What needs to be done: List every tip that the extract on air travel gives for avoiding DVT.

Other tips to avoid DVT:
- Move your legs and try to walk around the plane,
- Stay well hydrated, and
- Wear compression socks
On a Reddi thread on older travelers, two posters wrote:
Allow extra time for layovers
Flights are often delayed (frequently due to bad weather) and most often at large international airports. And walking from gate to gate can be daunting, especially for those who walk slowly.
At Schiphol Airport in Amsterdam (the third busiest airport in the world), for example, the distance from an international flight gate to a European flight can be lengthy.
Even with moving walkways, the walk between gates can take as long as a half-hour (for non-sprinters), and getting through passport control and security also requires time.

Records from a data-gathering collection:
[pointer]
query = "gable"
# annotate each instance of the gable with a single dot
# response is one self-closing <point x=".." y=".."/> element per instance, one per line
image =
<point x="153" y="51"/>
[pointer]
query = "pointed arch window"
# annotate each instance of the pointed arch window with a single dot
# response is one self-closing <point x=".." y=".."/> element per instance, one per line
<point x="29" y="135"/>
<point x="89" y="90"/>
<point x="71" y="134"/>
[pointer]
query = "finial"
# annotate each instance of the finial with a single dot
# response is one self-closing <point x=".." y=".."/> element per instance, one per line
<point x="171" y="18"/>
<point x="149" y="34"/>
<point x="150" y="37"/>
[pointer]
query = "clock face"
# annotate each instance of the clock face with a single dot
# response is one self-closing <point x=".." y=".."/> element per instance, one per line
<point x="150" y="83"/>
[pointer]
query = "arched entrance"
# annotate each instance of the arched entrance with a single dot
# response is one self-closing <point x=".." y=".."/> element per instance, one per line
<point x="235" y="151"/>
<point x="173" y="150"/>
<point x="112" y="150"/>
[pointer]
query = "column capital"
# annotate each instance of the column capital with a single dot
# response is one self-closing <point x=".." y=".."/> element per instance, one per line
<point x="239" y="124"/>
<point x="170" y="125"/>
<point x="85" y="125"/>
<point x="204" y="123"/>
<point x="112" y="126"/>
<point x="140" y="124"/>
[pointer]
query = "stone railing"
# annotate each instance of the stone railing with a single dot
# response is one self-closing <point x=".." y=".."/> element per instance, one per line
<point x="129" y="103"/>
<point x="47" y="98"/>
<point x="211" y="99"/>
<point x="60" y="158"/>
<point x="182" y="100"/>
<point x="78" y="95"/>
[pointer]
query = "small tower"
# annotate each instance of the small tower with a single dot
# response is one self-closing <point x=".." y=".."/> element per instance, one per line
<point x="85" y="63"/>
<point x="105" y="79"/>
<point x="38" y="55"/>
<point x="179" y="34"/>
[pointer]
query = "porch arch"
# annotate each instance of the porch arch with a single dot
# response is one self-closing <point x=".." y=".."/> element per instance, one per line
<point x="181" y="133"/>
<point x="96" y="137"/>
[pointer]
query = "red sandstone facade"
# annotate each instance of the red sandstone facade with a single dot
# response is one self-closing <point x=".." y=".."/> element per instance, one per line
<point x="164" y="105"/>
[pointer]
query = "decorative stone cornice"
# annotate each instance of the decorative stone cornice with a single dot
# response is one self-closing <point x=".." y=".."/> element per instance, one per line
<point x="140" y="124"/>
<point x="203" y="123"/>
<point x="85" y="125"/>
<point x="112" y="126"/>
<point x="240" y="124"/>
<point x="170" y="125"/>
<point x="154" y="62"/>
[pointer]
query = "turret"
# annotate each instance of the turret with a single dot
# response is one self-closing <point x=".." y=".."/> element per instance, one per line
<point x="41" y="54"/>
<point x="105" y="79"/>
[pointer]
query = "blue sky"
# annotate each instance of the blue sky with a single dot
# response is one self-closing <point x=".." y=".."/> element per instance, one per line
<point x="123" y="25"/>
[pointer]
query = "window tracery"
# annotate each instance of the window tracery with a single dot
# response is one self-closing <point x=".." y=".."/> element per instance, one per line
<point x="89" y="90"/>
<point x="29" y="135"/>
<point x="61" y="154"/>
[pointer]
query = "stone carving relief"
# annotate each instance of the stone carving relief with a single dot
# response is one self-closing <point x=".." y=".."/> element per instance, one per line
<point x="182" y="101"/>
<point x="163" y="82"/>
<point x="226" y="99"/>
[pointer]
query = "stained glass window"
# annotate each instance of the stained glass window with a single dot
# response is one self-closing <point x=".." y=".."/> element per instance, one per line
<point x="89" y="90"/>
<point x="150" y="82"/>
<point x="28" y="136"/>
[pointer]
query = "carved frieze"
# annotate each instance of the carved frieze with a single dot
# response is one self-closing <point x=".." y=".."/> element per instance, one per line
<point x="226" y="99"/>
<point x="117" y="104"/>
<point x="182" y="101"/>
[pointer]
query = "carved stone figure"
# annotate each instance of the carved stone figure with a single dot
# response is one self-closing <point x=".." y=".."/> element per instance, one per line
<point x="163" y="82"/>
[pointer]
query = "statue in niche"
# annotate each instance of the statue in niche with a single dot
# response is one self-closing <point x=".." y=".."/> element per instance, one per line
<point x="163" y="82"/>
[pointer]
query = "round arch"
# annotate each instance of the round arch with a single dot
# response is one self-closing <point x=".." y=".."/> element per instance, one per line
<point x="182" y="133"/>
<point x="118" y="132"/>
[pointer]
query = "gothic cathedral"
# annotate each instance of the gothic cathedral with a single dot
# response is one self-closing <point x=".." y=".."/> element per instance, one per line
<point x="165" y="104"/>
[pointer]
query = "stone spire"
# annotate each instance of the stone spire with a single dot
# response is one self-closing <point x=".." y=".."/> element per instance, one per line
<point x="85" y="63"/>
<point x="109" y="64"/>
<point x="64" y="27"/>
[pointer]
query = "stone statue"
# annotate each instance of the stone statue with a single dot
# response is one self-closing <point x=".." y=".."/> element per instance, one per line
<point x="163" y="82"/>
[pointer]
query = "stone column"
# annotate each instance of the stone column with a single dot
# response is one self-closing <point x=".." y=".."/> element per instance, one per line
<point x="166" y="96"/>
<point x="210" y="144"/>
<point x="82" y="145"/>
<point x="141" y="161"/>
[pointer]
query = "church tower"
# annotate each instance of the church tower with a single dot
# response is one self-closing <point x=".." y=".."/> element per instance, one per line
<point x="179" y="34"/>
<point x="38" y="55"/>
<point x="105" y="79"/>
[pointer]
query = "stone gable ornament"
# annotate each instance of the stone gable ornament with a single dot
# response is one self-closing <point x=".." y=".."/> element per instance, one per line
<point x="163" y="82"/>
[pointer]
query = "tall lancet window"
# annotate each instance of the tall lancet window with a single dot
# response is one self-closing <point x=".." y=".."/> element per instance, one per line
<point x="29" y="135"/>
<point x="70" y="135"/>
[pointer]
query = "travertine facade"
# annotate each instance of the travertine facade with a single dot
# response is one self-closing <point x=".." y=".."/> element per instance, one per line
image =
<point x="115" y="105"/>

Reply:
- Move your legs and try to walk around the plane
- Stay well hydrated
- Wear compression socks